Another embodiment employs an analysis of system status parameters indicating system resource usage in order to manage logging activity for a process in the data processing system. Accordingly, at least one system status parameter is monitored for the data processing system. On the basis of the at least one system status parameter the logging activity for the process is managed.

Preferred Embodiments

One embodiment of the invention is implemented as a program product for use with a computer system such as, for example, the computer system 110 shown in FIG. 1 and described below. The program(s) of the program product defines functions of the embodiments (including the methods described herein) and can be contained on a variety of signal-bearing media. Illustrative signal-bearing media include, but are not limited to: (i) information permanently stored on non-writable storage media (e.g., read-only memory devices within a computer such as CD-ROM disks readable by a CD-ROM drive); (ii) alterable information stored on writable storage media (e.g., floppy disks within a diskette drive or hard-disk drive); or (iii) information conveyed to a computer by a communications medium, such as through a computer or telephone network, including wireless communications. The latter embodiment specifically includes information downloaded from the Internet and other networks. Such signal-bearing media, when carrying computer-readable instructions that direct the functions of the present invention, represent embodiments of the present invention.

In general, the routines executed to implement the embodiments of the invention, may be part of an operating system or a specific application, component, program, module, object, or sequence of instructions. The software of the present invention typically is comprised of a multitude of instructions that will be translated by the native computer into a machine-readable format and hence executable instructions. Also, programs are comprised of variables and data structures that either reside locally to the program or are found in memory or on storage devices. In addition, various programs described hereinafter may be identified based upon the application for which they are implemented in a specific embodiment of the invention. However, it should be appreciated that any particular nomenclature that follows is used merely for convenience, and thus the invention should not be limited to use solely in any specific application identified and/or implied by such nomenclature.

Referring now to FIG. 1, a computing environment 100 is shown. In general, the distributed environment 100 includes a data processing system 110, interchangeably referred to as a computer system 110, and a plurality of networked devices 146. The computer system 110 may represent any type of computer, computer system or other programmable electronic device, including a client computer, a server computer, a portable computer, an embedded controller, a PC-based server, a minicomputer, a midrange computer, a mainframe computer, and other computers adapted to support the methods, apparatus, and article of manufacture of the invention. In one embodiment, the computer system 110 is an eServer iSeries 400 available from International Business Machines of Armonk, N.Y.

Illustratively, the computer system 110 comprises a networked system. However, the computer system 110 may also comprise a standalone device. In any case, it is understood that FIG. 1 is merely one configuration for a computer system. Embodiments of the invention can apply to any comparable configuration, regardless of whether the computer system 110 is a complicated multi-user apparatus, a single-user workstation, or a network appliance that does not have non-volatile storage of its own.

★ ★ ★ ★

Problems
a) In the passage on managing logging activity, rewrite the part that opens with the words containing "Illustratively, the computer" and closes with "of its own.", swapping "standalone device" for "self-contained unit".
b) According to the passage on managing logging activity, what machine is computer system 110 in one embodiment?
The listing that follows has no connection to the passage on managing logging activity.

Data extract
★ ★ ★ ★

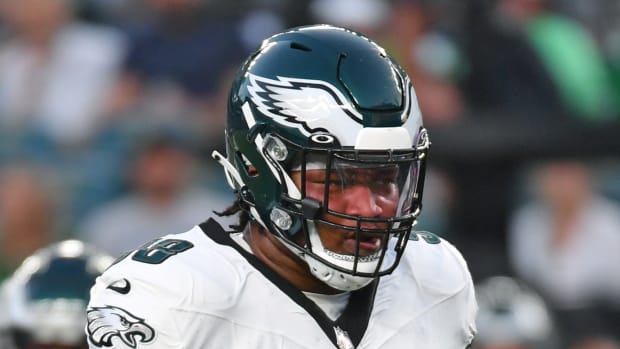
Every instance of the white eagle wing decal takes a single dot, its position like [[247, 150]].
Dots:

★ ★ ★ ★

The answers
a)
Illustratively, the computer system 110 comprises a networked system. However, the computer system 110 may also comprise a self-contained unit. In any case, it is understood that FIG. 1 is merely one configuration for a computer system. Embodiments of the invention can apply to any comparable configuration, regardless of whether the computer system 110 is a complicated multi-user apparatus, a single-user workstation, or a network appliance that does not have non-volatile storage of its own.

b) An eServer iSeries 400 available from International Business Machines of Armonk, N.Y.